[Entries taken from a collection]
Content starts
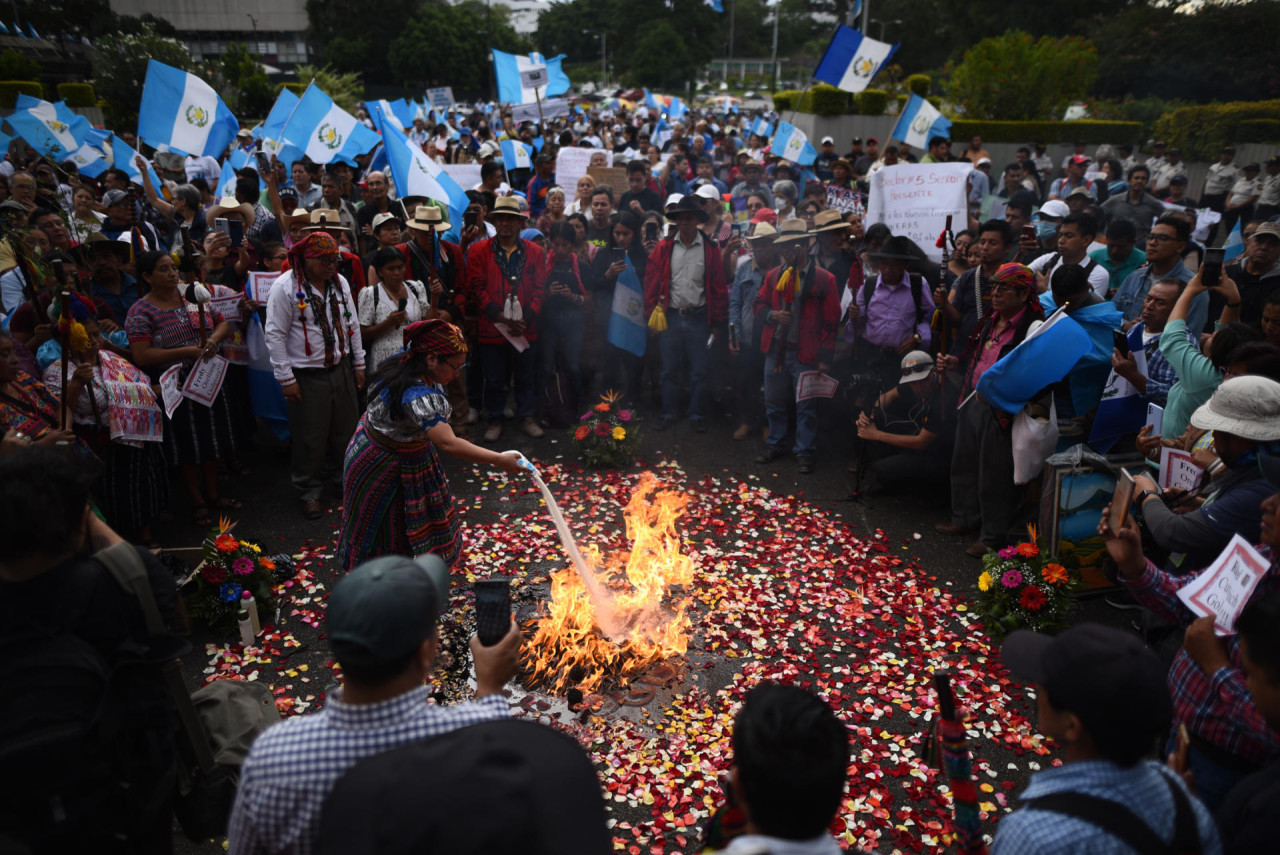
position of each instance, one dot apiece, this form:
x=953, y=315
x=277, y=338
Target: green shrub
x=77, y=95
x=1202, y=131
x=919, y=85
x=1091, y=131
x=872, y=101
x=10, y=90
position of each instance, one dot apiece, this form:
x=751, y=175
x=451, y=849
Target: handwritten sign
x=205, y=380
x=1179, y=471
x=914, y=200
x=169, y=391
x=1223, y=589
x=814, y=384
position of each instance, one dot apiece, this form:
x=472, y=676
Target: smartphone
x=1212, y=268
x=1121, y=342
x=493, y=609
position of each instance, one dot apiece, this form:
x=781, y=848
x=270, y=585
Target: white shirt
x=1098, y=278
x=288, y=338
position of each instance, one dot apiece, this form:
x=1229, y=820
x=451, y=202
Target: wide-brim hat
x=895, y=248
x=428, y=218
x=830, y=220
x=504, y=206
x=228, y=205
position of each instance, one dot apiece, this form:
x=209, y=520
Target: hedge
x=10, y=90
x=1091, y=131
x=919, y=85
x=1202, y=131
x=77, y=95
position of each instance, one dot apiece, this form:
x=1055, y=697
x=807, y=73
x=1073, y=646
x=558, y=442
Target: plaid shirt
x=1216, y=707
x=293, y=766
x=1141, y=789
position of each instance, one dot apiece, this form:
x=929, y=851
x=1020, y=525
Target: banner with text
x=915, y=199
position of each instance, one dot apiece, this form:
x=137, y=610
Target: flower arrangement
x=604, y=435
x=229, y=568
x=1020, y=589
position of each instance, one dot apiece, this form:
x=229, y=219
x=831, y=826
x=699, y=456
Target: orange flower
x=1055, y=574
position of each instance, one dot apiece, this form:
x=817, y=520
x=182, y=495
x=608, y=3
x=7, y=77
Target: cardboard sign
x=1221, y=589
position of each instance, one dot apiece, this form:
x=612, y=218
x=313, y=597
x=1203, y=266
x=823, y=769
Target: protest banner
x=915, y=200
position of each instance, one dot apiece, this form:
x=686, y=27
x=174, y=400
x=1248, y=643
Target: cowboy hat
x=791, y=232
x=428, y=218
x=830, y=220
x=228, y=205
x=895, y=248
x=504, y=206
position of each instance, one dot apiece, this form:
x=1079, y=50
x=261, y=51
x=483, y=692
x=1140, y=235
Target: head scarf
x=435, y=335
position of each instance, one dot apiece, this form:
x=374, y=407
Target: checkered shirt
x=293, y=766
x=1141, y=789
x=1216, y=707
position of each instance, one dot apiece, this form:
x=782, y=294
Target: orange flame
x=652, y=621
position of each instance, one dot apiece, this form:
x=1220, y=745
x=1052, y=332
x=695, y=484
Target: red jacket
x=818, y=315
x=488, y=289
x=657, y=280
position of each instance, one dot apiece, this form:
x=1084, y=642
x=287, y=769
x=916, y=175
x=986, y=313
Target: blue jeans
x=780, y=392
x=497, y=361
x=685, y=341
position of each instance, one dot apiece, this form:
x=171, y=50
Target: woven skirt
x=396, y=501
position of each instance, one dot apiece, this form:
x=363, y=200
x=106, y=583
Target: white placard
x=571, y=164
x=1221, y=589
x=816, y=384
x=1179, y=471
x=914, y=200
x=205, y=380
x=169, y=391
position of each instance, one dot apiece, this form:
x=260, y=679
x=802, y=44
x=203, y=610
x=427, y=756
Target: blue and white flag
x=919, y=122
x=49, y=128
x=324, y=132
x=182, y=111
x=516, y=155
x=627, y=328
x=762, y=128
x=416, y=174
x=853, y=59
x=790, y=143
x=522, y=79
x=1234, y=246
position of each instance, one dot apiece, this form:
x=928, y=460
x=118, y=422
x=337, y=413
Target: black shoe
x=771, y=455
Content ends
Content starts
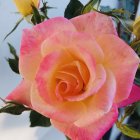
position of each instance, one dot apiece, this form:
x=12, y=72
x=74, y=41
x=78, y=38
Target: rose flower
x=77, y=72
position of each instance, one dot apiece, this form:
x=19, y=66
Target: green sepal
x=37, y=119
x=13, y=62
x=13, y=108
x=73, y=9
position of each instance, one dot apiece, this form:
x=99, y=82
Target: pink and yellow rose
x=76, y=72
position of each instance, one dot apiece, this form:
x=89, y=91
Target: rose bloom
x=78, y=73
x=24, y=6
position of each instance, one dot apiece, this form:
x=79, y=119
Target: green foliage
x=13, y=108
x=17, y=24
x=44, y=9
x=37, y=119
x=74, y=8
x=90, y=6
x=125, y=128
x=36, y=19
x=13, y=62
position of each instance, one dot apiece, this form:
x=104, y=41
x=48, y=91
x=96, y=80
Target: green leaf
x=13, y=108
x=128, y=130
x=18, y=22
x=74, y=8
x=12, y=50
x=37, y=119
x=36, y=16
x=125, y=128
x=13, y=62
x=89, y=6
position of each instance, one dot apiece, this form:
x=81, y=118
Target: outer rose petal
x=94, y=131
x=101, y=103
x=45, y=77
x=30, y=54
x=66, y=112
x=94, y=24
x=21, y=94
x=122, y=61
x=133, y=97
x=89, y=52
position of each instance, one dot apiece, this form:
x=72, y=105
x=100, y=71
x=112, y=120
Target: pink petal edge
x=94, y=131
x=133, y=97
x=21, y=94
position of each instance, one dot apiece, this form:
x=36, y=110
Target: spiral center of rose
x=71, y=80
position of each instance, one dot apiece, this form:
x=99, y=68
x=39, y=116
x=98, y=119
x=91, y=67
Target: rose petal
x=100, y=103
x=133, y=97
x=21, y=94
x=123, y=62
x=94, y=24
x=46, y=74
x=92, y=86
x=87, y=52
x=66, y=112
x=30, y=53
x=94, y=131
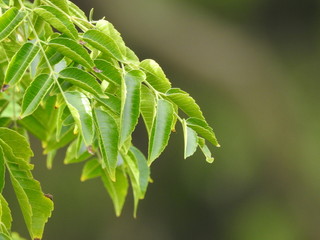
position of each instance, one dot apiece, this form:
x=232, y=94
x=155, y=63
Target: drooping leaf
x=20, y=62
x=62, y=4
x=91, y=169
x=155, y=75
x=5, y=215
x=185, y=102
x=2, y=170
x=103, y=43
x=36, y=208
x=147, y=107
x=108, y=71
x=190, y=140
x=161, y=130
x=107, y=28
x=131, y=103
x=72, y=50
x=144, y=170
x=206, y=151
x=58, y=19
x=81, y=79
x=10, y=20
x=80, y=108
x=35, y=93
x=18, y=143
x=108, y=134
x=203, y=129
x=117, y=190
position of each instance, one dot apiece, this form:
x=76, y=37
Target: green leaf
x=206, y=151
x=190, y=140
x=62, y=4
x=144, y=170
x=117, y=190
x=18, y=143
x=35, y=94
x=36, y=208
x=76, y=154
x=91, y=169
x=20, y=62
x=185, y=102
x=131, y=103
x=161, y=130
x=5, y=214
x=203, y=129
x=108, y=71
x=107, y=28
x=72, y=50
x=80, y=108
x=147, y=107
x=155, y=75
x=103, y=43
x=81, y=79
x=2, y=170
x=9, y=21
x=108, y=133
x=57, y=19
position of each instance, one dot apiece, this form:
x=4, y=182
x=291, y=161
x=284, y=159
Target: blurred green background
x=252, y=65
Content ends
◆ Your goal
Retype exactly the lines of the data above that fall between the line with "x=229, y=219" and the line with "x=1079, y=50", inclusive, and add nothing.

◆ Solution
x=229, y=219
x=831, y=826
x=699, y=456
Target: orange flower
x=1055, y=574
position of each instance, one dot apiece, this form:
x=817, y=520
x=182, y=495
x=608, y=3
x=7, y=77
Target: cardboard sign
x=1221, y=589
position of each instance, one dot apiece, this form:
x=612, y=218
x=313, y=597
x=1203, y=266
x=823, y=769
Target: protest banner
x=915, y=200
position of each instance, one dot apiece, this form:
x=686, y=27
x=174, y=400
x=1248, y=643
Target: cowboy hat
x=791, y=232
x=428, y=218
x=830, y=220
x=228, y=205
x=895, y=248
x=504, y=206
position of each instance, one dot apiece, this form:
x=1079, y=50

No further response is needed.